--- START Page text ---

The real lesson of the end of the Cold War is not that capitalism is inevitable--it is that empires always fall. While "socialism without freedom" had crumbled by 1992, "freedom without socialism" has yet to expire. That revolution remains possible--even today--provided that we fight for it the way people did in Genoa.
Review Quotes
"Tomas Rothaus's writing is able to thread the ever-thin-needle between lived history, the rush of revolutionary moments, incisive analysis, and humor in his writings on Genoa. I cannot recommend his work highly enough to anyone who wants to understand both radical anarchist politics and the lessons that the anti-globalization movement of the 90s and early 2000s has to offer us."
--Charlie Allison, author of No Harmless Power: The Life and Times of the Ukrainian Anarchist Nestor Makhno
"In the past half century, there was one tiny window when a global anticapitalist movement was on the offensive: the short years of the so-called antiglobalization movement at the turn of the millennium. That window was shut with the crackdown on the G8-summit protests in Genoa, Italy, in July 2001. The state raised the stakes and the movement could not answer. No serious analysis of the potentials and pitfalls of revolutionary anticapitalist politics can do without revisiting this pivotal moment in history, and no one is more suited for the task than Tomas Rothaus, the rising star of contemporary revolutionary historiography. An eyewitness to the events, he takes us back with an unfailing sense for the essentials, rolled into a narrative that is both enlightening and hugely entertaining. If books decided the revolution, this one would carry us over the finish line with ease."

--- END Page text ---
--- START Stored records ---

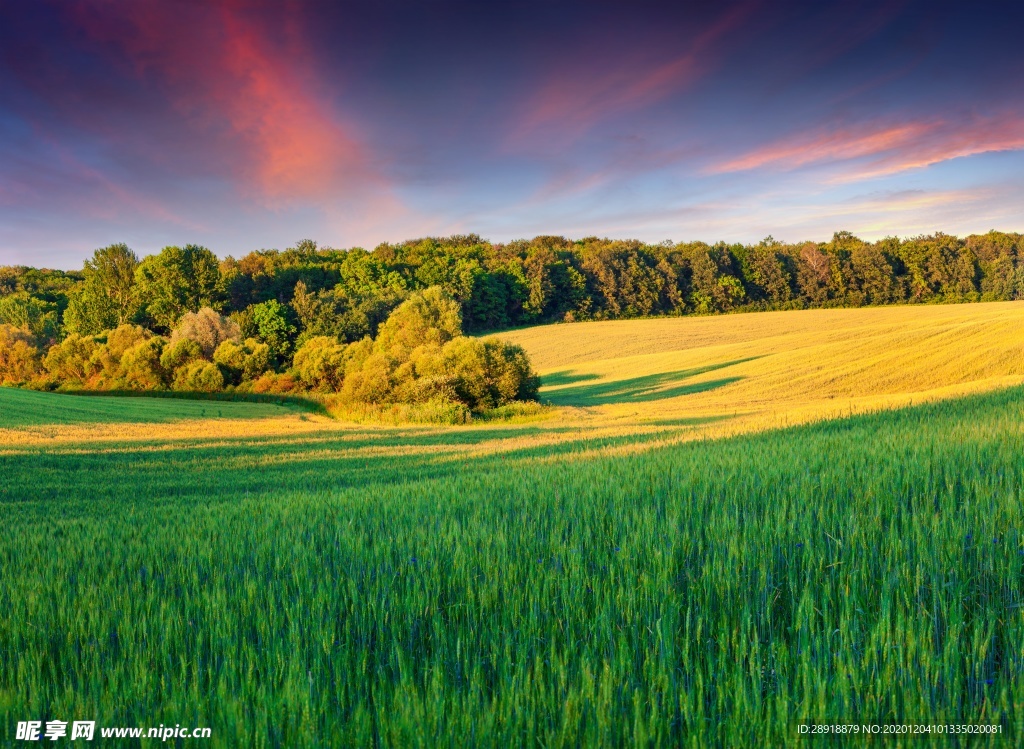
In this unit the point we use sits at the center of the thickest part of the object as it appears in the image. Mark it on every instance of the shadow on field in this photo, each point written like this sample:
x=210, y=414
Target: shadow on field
x=566, y=377
x=638, y=389
x=113, y=476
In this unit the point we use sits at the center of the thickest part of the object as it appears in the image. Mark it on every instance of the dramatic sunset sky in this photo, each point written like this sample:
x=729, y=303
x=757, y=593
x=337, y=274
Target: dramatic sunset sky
x=245, y=125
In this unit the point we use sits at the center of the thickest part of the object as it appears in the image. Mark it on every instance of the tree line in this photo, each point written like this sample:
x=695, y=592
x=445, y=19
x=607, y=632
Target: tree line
x=279, y=301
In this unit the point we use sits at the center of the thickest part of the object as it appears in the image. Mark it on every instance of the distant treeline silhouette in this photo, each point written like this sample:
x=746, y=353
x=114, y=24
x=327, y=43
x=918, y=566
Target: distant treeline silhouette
x=283, y=298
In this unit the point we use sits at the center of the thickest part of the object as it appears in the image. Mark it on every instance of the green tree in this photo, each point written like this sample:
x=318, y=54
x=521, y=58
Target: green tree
x=24, y=310
x=107, y=297
x=179, y=280
x=274, y=326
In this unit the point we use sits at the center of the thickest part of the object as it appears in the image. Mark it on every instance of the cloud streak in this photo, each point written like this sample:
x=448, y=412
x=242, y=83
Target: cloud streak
x=576, y=96
x=252, y=88
x=876, y=150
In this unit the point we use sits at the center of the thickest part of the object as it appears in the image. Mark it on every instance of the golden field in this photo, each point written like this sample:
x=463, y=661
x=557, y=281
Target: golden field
x=766, y=369
x=664, y=379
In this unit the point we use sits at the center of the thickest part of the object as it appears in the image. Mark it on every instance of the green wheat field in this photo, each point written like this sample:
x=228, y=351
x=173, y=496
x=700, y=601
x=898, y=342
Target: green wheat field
x=292, y=581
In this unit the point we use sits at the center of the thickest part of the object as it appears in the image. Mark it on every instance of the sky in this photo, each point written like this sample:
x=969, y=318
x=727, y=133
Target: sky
x=249, y=124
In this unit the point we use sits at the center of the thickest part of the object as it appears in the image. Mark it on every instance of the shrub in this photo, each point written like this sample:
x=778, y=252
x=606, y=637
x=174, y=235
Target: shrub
x=124, y=337
x=428, y=317
x=485, y=374
x=273, y=323
x=175, y=356
x=320, y=364
x=75, y=360
x=243, y=362
x=199, y=376
x=275, y=384
x=206, y=328
x=140, y=366
x=19, y=360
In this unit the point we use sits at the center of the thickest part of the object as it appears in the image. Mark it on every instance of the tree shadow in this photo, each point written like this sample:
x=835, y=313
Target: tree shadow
x=566, y=377
x=230, y=469
x=641, y=389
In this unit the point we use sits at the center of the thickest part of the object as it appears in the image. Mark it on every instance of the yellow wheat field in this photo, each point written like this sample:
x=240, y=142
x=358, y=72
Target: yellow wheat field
x=656, y=380
x=765, y=369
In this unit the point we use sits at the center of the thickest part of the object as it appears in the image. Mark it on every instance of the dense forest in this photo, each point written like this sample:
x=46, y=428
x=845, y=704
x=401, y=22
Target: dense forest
x=286, y=313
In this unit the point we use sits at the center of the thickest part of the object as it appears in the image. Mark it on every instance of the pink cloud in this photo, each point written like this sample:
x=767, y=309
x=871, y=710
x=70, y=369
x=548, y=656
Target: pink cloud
x=875, y=150
x=229, y=71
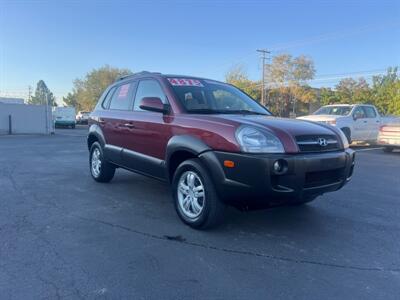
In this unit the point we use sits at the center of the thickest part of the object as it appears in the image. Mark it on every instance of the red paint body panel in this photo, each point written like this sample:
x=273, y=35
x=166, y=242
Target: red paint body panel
x=149, y=132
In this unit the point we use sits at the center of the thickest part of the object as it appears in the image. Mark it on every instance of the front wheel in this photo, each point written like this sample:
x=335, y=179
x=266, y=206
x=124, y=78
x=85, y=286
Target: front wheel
x=101, y=169
x=195, y=197
x=347, y=133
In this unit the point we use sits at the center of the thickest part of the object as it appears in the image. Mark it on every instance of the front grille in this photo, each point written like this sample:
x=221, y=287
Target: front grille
x=317, y=143
x=315, y=179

--- END Stored records ---

§ Work to do
Write out the part of the Genoa book text starting with "The real lesson" and going on through "did in Genoa.", keeping every word and mark the same.

§ Solution to this task
The real lesson of the end of the Cold War is not that capitalism is inevitable--it is that empires always fall. While "socialism without freedom" had crumbled by 1992, "freedom without socialism" has yet to expire. That revolution remains possible--even today--provided that we fight for it the way people did in Genoa.